BEGIN Study material
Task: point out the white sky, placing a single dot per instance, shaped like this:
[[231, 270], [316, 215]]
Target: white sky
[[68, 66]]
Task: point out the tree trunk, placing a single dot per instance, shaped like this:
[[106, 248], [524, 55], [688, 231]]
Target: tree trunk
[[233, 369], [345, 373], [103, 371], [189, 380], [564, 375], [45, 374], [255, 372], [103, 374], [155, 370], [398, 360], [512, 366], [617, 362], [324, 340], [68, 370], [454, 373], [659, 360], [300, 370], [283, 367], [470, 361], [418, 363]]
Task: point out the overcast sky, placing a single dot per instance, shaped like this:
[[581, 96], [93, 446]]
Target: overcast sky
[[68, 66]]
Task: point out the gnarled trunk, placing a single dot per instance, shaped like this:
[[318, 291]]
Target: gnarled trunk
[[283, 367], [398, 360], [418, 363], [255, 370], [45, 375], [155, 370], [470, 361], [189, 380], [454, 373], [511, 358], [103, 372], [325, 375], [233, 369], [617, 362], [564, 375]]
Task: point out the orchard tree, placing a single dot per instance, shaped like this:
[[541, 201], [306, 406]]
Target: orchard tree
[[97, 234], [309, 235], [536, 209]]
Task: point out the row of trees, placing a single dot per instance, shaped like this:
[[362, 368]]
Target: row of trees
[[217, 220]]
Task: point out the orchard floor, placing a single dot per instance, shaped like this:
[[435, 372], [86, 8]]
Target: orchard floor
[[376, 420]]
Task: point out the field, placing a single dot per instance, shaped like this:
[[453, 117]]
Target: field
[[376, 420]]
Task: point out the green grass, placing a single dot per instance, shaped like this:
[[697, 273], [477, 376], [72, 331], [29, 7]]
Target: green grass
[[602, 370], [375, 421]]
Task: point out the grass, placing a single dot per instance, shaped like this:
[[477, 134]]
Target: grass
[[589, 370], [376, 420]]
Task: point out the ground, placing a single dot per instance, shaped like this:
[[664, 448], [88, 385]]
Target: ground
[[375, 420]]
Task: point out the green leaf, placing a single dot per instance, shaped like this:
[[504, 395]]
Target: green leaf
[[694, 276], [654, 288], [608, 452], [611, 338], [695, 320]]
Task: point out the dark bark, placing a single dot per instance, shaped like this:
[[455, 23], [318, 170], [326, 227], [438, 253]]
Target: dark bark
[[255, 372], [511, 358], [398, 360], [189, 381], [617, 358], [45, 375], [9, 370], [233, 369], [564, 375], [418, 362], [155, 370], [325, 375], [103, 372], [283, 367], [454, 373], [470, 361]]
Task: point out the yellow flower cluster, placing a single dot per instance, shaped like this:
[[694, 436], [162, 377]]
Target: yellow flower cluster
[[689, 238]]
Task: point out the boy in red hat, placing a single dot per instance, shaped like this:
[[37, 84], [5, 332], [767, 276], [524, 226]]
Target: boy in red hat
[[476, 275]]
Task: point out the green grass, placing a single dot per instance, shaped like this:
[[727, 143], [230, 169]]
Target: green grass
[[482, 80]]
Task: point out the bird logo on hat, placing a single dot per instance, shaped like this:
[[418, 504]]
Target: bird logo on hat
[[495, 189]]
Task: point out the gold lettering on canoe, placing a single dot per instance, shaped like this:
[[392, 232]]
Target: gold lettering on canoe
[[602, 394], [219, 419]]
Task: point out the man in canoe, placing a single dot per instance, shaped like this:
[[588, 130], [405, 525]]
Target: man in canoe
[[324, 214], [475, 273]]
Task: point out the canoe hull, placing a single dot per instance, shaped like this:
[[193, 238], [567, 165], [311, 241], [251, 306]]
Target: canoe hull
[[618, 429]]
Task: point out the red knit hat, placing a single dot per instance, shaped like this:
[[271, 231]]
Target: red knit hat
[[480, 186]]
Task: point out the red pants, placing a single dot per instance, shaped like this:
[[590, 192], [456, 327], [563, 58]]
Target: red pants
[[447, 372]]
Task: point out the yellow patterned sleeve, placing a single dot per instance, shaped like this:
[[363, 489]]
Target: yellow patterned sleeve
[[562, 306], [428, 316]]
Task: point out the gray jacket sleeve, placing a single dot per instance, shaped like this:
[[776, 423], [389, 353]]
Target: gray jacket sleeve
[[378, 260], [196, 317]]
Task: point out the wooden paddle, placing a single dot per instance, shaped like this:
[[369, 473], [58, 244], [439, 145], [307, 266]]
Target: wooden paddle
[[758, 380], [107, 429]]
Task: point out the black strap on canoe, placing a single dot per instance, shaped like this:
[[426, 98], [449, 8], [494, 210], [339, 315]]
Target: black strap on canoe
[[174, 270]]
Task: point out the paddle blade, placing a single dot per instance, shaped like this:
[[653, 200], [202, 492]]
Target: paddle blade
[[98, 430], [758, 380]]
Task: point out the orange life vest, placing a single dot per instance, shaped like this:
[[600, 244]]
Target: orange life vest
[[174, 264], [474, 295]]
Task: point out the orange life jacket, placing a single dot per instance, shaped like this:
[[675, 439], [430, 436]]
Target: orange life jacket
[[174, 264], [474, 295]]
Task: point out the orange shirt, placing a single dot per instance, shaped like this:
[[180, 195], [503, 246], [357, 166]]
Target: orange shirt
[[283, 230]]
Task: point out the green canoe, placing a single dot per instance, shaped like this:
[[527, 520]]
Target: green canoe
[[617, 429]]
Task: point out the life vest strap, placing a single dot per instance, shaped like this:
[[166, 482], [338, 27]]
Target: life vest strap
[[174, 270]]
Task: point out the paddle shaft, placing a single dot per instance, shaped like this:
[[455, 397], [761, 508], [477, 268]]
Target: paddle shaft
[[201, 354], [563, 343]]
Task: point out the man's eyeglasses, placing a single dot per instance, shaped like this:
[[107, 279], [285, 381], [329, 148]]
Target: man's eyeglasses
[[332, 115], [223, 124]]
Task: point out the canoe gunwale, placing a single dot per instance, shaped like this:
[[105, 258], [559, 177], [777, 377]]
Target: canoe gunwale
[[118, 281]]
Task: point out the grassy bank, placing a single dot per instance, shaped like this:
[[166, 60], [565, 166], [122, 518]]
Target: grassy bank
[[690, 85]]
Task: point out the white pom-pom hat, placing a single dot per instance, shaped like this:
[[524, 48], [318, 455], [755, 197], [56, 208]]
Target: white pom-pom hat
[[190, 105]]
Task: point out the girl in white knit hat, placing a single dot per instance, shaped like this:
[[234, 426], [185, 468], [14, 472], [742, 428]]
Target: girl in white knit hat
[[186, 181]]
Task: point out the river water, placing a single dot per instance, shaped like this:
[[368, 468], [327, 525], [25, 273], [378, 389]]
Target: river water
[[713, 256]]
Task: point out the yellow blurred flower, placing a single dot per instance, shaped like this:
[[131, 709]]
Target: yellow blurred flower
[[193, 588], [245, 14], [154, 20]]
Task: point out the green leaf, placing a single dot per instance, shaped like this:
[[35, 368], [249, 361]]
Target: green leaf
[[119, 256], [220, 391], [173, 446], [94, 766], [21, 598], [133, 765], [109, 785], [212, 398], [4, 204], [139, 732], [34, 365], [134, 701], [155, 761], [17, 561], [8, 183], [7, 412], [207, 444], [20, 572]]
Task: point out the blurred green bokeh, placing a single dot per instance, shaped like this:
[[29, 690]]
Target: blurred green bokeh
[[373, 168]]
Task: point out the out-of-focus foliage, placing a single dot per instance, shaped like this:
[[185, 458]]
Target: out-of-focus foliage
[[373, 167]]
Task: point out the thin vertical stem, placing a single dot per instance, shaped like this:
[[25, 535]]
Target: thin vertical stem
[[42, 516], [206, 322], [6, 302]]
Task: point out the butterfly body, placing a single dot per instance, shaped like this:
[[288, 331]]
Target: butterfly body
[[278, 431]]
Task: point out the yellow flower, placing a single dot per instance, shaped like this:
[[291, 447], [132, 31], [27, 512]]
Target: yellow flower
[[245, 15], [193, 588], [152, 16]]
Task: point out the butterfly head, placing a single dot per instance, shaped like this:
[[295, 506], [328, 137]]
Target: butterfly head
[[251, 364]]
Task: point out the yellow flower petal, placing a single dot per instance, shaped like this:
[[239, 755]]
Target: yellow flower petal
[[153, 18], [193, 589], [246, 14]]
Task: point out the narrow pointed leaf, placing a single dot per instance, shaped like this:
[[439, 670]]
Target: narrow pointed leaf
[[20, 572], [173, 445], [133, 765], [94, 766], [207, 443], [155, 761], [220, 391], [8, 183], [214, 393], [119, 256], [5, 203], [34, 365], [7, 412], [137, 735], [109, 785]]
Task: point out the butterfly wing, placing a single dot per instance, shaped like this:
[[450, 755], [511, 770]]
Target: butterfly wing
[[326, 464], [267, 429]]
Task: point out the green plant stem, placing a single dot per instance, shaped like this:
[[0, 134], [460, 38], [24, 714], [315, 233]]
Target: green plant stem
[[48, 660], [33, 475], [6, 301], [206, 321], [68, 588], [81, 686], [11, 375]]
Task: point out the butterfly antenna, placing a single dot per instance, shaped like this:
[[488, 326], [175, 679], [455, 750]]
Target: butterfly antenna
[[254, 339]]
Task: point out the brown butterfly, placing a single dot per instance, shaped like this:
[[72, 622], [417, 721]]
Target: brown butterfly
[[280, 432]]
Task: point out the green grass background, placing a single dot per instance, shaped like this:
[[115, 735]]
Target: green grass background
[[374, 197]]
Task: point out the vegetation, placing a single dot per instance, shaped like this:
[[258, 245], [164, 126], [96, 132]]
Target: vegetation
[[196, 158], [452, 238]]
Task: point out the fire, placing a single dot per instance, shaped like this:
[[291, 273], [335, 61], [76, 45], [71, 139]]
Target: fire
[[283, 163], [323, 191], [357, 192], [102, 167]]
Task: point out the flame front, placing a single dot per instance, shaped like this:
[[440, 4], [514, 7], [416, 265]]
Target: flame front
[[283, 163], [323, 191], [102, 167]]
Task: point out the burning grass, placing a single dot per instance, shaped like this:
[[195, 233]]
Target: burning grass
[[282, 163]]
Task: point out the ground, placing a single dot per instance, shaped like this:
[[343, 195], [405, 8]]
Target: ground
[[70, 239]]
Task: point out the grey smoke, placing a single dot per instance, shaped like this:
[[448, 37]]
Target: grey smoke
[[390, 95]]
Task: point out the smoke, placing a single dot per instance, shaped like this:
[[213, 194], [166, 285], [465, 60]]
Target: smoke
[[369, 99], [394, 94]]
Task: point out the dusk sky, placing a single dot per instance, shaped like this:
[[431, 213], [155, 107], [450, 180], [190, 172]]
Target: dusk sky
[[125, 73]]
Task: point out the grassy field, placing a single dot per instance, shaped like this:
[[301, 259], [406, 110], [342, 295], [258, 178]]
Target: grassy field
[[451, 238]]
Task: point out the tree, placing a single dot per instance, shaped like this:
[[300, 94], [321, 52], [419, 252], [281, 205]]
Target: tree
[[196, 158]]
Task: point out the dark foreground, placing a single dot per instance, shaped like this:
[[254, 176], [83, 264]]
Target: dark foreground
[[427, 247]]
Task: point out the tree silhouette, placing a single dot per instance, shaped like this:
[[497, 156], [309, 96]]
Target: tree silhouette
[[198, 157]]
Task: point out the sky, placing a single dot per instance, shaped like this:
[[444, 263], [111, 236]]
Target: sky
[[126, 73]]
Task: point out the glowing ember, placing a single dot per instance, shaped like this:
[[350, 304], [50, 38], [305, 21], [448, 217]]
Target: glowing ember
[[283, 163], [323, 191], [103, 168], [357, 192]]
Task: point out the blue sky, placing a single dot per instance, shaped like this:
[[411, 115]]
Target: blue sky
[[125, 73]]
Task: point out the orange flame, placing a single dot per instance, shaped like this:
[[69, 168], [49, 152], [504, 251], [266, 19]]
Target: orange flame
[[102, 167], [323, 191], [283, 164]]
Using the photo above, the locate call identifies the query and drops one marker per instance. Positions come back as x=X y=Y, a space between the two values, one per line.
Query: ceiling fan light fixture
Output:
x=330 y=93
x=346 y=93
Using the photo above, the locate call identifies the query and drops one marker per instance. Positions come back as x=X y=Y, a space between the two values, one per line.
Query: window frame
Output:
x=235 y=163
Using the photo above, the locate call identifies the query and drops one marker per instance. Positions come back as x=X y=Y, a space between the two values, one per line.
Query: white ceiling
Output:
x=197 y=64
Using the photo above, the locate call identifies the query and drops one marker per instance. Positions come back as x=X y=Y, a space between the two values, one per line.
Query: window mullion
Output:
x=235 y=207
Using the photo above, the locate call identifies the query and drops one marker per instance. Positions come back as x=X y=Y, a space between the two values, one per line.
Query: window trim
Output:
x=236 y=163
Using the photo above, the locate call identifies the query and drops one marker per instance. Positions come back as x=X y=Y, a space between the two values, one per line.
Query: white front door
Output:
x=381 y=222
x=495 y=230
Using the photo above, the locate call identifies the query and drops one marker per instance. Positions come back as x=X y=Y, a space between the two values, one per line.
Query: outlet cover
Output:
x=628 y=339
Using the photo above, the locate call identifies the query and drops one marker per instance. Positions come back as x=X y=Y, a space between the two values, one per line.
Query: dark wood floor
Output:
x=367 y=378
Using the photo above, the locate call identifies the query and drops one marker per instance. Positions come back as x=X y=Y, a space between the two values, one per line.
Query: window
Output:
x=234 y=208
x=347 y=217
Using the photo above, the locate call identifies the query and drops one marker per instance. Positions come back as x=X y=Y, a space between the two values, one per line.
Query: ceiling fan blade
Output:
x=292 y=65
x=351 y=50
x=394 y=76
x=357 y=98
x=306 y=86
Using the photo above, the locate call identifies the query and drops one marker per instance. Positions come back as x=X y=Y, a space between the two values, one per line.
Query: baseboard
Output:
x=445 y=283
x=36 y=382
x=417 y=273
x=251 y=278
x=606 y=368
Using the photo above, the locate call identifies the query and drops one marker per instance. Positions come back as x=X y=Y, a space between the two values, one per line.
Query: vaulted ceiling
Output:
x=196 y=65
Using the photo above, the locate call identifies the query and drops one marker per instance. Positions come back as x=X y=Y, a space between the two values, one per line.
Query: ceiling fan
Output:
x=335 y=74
END Study material
Aim of the task:
Copy out each line from the preceding entries that mentions the word "window".

Answer to this task:
Query: window frame
Query: window mullion
Query: window trim
Query: window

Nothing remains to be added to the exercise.